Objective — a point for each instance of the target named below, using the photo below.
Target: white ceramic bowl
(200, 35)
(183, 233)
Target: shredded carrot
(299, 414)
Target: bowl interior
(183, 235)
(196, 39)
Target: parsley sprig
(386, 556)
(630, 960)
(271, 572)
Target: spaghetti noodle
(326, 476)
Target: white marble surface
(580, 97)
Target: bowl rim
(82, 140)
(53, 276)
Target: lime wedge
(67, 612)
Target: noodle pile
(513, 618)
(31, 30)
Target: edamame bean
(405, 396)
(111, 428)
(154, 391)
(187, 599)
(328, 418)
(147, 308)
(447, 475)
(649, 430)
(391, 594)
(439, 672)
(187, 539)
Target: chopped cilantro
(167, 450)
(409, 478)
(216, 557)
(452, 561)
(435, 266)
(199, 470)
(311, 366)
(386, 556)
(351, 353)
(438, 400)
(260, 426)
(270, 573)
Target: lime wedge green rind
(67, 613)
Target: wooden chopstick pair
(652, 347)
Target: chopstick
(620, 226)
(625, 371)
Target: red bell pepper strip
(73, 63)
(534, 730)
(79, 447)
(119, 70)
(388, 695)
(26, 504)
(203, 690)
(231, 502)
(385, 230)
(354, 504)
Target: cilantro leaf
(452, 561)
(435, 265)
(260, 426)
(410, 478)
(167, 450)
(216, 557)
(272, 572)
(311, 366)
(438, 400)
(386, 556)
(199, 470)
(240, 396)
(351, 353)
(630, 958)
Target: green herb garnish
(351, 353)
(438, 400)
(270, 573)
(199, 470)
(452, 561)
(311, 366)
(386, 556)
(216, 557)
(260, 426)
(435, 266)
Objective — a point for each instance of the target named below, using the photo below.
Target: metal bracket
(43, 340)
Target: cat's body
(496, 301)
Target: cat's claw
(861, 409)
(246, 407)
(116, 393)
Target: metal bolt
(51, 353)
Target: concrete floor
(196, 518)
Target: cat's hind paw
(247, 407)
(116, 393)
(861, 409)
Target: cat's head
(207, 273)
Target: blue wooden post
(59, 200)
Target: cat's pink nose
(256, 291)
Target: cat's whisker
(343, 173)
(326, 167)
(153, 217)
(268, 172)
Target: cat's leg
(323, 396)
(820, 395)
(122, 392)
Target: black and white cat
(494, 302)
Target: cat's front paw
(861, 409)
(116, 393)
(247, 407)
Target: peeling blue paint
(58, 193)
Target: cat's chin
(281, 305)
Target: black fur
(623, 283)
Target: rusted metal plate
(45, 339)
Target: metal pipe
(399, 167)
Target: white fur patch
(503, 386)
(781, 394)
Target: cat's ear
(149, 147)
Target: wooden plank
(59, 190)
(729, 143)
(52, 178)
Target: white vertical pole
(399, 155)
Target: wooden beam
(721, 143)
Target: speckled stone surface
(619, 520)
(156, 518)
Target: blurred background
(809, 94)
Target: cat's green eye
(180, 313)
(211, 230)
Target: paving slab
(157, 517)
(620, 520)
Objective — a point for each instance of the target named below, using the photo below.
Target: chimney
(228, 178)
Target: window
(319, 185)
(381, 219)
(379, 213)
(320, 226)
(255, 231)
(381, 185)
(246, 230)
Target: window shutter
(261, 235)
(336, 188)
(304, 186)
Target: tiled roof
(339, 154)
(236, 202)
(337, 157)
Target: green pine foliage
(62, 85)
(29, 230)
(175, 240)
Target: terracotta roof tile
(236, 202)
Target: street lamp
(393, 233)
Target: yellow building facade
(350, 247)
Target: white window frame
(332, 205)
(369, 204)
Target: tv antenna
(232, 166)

━━━━━━━━━━━━━━━━

Repeat the material above exactly.

*Reply to the exercise*
Objective — a point for each instance of the target named below, using the photo below.
Target: white ceramic bowl
(200, 35)
(183, 233)
Target: shredded carrot
(299, 414)
Target: bowl interior
(183, 235)
(196, 39)
Target: parsley sprig
(386, 556)
(630, 960)
(271, 572)
Target: spaghetti noodle
(326, 476)
Target: white marble surface
(580, 97)
Target: bowl rim
(82, 140)
(53, 276)
Target: lime wedge
(67, 612)
Target: noodle pile
(513, 618)
(31, 30)
Target: edamame bean
(405, 396)
(111, 428)
(154, 391)
(187, 599)
(328, 418)
(147, 308)
(447, 475)
(649, 430)
(391, 594)
(439, 672)
(187, 539)
Target: chopped cilantro
(167, 450)
(409, 478)
(216, 557)
(452, 561)
(435, 266)
(199, 470)
(311, 366)
(386, 556)
(351, 353)
(438, 400)
(260, 426)
(270, 573)
Target: lime wedge green rind
(67, 613)
Target: wooden chopstick pair
(652, 347)
Target: chopstick
(620, 226)
(625, 371)
Target: red bell pepper strip
(73, 63)
(534, 730)
(79, 447)
(119, 70)
(388, 695)
(26, 504)
(203, 690)
(231, 502)
(385, 230)
(354, 504)
Target: cilantro leaf
(452, 561)
(435, 265)
(260, 426)
(410, 478)
(167, 450)
(216, 557)
(272, 572)
(311, 366)
(438, 400)
(386, 556)
(199, 470)
(240, 396)
(351, 353)
(630, 958)
Target: green herb garnish
(351, 353)
(438, 400)
(270, 573)
(199, 470)
(452, 561)
(311, 366)
(386, 556)
(216, 557)
(260, 426)
(435, 266)
Objective — a point for each instance of the target named below, using the photo below.
Target: metal bracket
(43, 340)
Target: cat's body
(496, 301)
Target: cat's claw
(861, 409)
(246, 407)
(116, 393)
Target: metal bolt
(51, 353)
Target: concrete floor
(196, 518)
Target: cat's hind paw
(247, 407)
(116, 393)
(861, 409)
Target: cat's head
(207, 273)
Target: blue wooden post
(59, 200)
Target: cat's pink nose
(256, 291)
Target: cat's whisker
(343, 173)
(326, 167)
(153, 217)
(268, 172)
Target: cat's leg
(323, 396)
(820, 395)
(122, 392)
Target: black and white cat
(494, 302)
Target: cat's front paw
(861, 409)
(116, 393)
(247, 407)
Target: peeling blue paint
(58, 193)
Target: cat's chin
(281, 305)
Target: black fur
(623, 283)
Target: rusted metal plate
(45, 339)
Target: metal pipe
(399, 167)
Target: white fur patch
(503, 386)
(781, 394)
Target: cat's ear
(149, 147)
Target: wooden plank
(59, 190)
(729, 143)
(52, 178)
Target: white vertical pole
(399, 155)
Target: wooden beam
(721, 143)
Target: speckled stone surface
(619, 520)
(156, 518)
Target: blurred background
(809, 94)
Target: cat's green eye
(180, 313)
(211, 230)
Target: paving slab
(157, 517)
(620, 520)
Objective — a point for each instance of the target named below, using the photo below.
Target: chimney
(228, 178)
Target: window
(319, 185)
(381, 219)
(379, 213)
(320, 226)
(255, 231)
(381, 185)
(246, 230)
Target: window shutter
(261, 235)
(336, 188)
(304, 186)
Target: tiled roof
(339, 154)
(236, 202)
(337, 157)
Target: green pine foliage
(62, 85)
(29, 230)
(175, 240)
Target: terracotta roof tile
(236, 202)
Target: street lamp
(393, 233)
Target: yellow building facade
(350, 247)
Target: white window frame
(332, 205)
(369, 204)
Target: tv antenna
(232, 166)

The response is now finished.